### What the task requires
Without the pictures, return all of the material exactly as written.

— start of Records to process —

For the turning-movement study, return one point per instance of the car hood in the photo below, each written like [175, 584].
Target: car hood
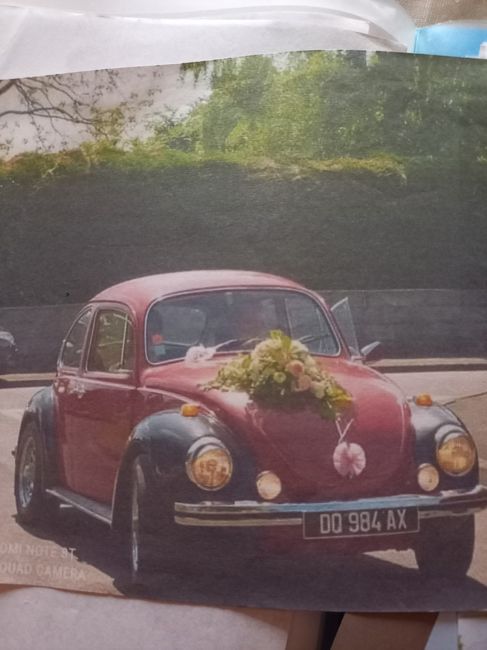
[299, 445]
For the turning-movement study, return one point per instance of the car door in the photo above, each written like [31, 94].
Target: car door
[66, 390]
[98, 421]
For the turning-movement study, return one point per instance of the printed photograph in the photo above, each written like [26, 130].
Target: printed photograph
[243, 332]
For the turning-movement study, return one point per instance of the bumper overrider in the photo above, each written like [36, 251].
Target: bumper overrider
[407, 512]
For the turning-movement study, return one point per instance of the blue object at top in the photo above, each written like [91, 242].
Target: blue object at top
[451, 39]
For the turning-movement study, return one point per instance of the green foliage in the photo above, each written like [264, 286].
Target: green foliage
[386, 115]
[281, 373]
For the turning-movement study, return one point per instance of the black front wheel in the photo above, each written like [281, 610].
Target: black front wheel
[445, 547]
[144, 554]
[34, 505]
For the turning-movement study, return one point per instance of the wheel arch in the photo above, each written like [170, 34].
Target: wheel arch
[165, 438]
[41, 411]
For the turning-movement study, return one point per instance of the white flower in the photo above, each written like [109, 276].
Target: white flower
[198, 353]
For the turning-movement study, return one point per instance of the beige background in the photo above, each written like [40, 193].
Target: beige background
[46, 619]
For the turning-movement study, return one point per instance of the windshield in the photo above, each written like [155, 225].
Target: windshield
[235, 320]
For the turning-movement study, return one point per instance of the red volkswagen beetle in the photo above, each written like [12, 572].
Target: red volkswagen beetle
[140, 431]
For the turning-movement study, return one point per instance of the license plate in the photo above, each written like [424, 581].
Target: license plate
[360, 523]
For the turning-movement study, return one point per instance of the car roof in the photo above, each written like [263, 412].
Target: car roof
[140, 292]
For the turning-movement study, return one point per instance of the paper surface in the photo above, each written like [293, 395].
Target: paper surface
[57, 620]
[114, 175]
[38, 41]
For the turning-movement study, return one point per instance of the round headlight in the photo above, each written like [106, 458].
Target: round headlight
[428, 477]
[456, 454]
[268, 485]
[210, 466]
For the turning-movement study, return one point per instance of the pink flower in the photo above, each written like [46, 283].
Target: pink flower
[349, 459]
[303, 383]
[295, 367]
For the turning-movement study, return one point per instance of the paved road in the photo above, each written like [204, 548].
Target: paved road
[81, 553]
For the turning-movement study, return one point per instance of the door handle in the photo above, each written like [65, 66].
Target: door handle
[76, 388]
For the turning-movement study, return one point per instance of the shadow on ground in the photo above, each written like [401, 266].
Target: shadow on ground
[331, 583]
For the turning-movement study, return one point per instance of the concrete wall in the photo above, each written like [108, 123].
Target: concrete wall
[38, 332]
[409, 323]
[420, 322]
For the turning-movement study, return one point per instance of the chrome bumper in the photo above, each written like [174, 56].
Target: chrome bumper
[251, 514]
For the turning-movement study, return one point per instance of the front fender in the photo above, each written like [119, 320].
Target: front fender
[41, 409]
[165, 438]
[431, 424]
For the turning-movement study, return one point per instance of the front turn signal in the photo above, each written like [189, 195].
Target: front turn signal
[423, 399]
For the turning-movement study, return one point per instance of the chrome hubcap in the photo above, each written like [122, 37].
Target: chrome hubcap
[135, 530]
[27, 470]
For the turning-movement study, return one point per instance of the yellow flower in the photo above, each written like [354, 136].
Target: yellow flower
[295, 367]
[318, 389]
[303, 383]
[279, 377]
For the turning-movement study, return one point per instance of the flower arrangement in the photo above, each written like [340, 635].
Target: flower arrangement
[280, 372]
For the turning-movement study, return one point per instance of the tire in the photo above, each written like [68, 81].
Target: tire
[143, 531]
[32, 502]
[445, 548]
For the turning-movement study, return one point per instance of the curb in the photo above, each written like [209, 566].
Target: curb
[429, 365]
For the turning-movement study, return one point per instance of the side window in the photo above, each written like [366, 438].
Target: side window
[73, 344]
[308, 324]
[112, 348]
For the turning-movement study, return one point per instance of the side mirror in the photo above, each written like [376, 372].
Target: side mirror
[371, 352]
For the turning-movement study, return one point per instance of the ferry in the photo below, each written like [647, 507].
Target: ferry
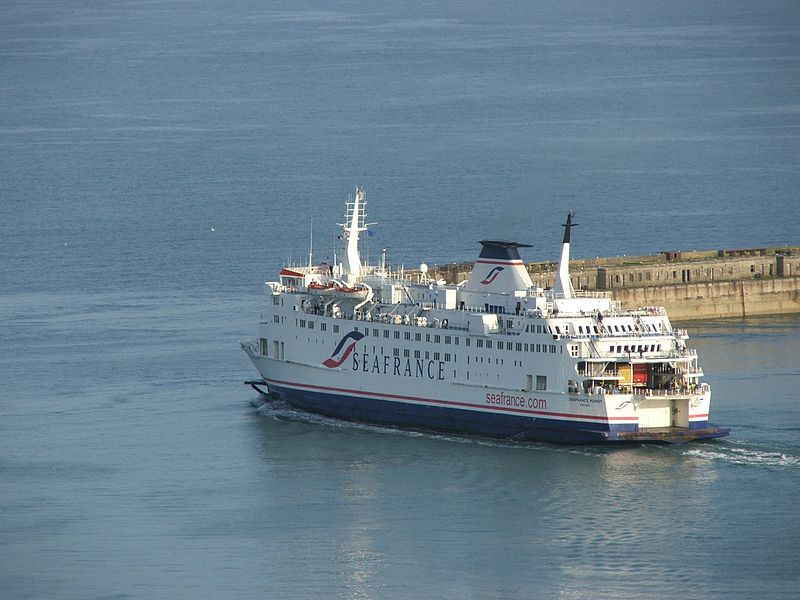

— end of Records to process —

### Complete output
For the turning-movement study, return one point per instance of the car hood in the photo below, each written like [175, 584].
Target: car hood
[299, 445]
For the turning-movement study, return one point per instance of the car door in the photo above, each written like [31, 94].
Target: car door
[66, 390]
[98, 421]
For the turning-movement study, return one point per instance of the printed photograph in the photo above, each written like [26, 130].
Target: printed photograph
[243, 332]
For the turning-movement study, return one point per instance of the bumper overrider in the photo above, each written like [36, 251].
Target: bumper overrider
[407, 512]
For the turning-movement study, return one point per instance of the blue object at top in the photo above, each written like [91, 242].
Target: blue object at top
[451, 39]
For the turning-movement study, return one point per instance of the green foliage in the photo above, each written like [264, 286].
Target: green foliage
[386, 115]
[281, 373]
For the turning-movement study, return one point per instance of the black front wheel in the photo above, each written like [281, 610].
Target: black front wheel
[445, 547]
[144, 554]
[34, 505]
For the turning-movement study, return one point per instance of the wheel arch in the photo above, each written like [170, 34].
Target: wheel arch
[165, 438]
[41, 411]
For the turning-movement study, return one point per instance of the white flower in the photo above, each written like [109, 276].
Target: white flower
[198, 353]
For the turning-movement study, return one point per instance of the beige background in the photo above, each written like [40, 193].
Target: beige background
[46, 619]
For the turning-movement study, return one point per instance of the windshield in the photo above, each written like [155, 225].
Target: windshield
[235, 320]
For the turning-movement study, return one point per instance of the red volkswagen beetle in the photo above, each written like [12, 572].
Target: red volkswagen beetle
[140, 431]
For the turning-movement study, return one point per instance of the license plate in the photo above, each written like [424, 581].
Target: license plate
[360, 523]
For the turning-movement study, return one point per instance of the car roof in the photo above, each written like [263, 412].
Target: car roof
[140, 292]
For the turning-movement study, return one point per instance of the paper surface in the photo above, each written like [293, 395].
Target: paper surface
[57, 620]
[114, 175]
[38, 41]
For the turning-movement study, return one point per instance of the round headlight in the photo above, each written like [106, 458].
Target: round headlight
[428, 477]
[456, 454]
[268, 485]
[210, 466]
For the turning-movement study, return one point per instance of the pink flower in the photo above, each written like [46, 283].
Target: pink flower
[349, 459]
[303, 383]
[295, 367]
For the turning-movement study, return one point per instance of the paved road in the photo above, each written like [204, 548].
Target: paved road
[81, 553]
For the turning-movement study, return one point per instance of the door handle in the photo above, each written like [65, 66].
Target: door handle
[76, 388]
For the turning-movement study, return one point per instance of the shadow on ground in the photo above, each written like [401, 266].
Target: shadow on ground
[331, 583]
For the turning-movement study, return one point per instance of the concrete wall in the photo above, each written like [108, 123].
Target: concrete wall
[38, 332]
[409, 323]
[420, 322]
For the turning-movement study, return one point per instance of the chrome bumper in the photo above, each written like [174, 56].
Target: chrome bumper
[251, 514]
For the turning-movement study, return one point per instance of the front fender in the photo above, each written like [119, 320].
Target: front fender
[41, 409]
[165, 438]
[431, 424]
For the turning-movement study, return one point per instance of the front turn signal in the photo above, each written like [189, 195].
Target: front turn signal
[423, 399]
For the turning-movement study, return one point per instance of the chrome hubcap in the photo above, each written like [122, 37].
Target: chrome hubcap
[135, 530]
[27, 470]
For the turning-movement study, return one point per instance of the yellow flower in the photo above, each written like [354, 136].
Target: yellow flower
[295, 367]
[318, 389]
[303, 383]
[279, 377]
For the turning-movement study, return one point per instance of the flower arrangement in the photo above, each written like [340, 635].
Target: flower arrangement
[280, 372]
For the turning-movement study, return one point per instance of the tire in the photo above, each written like [68, 81].
Target: tire
[143, 531]
[32, 502]
[445, 548]
For the turning-movement study, return one point per instance of the curb in the photo above, each written like [209, 566].
Target: curb
[429, 365]
For the turning-movement study, return one point per instance of the side window in the photo above, each written like [366, 438].
Target: side window
[73, 344]
[308, 324]
[112, 348]
For the turning-movement study, return one point per instance of the side mirror in the photo above, each written like [376, 372].
Target: side mirror
[371, 352]
For the turning-movement study, return one point per instance of the ferry in the photo below, each written like [647, 507].
Target: ferry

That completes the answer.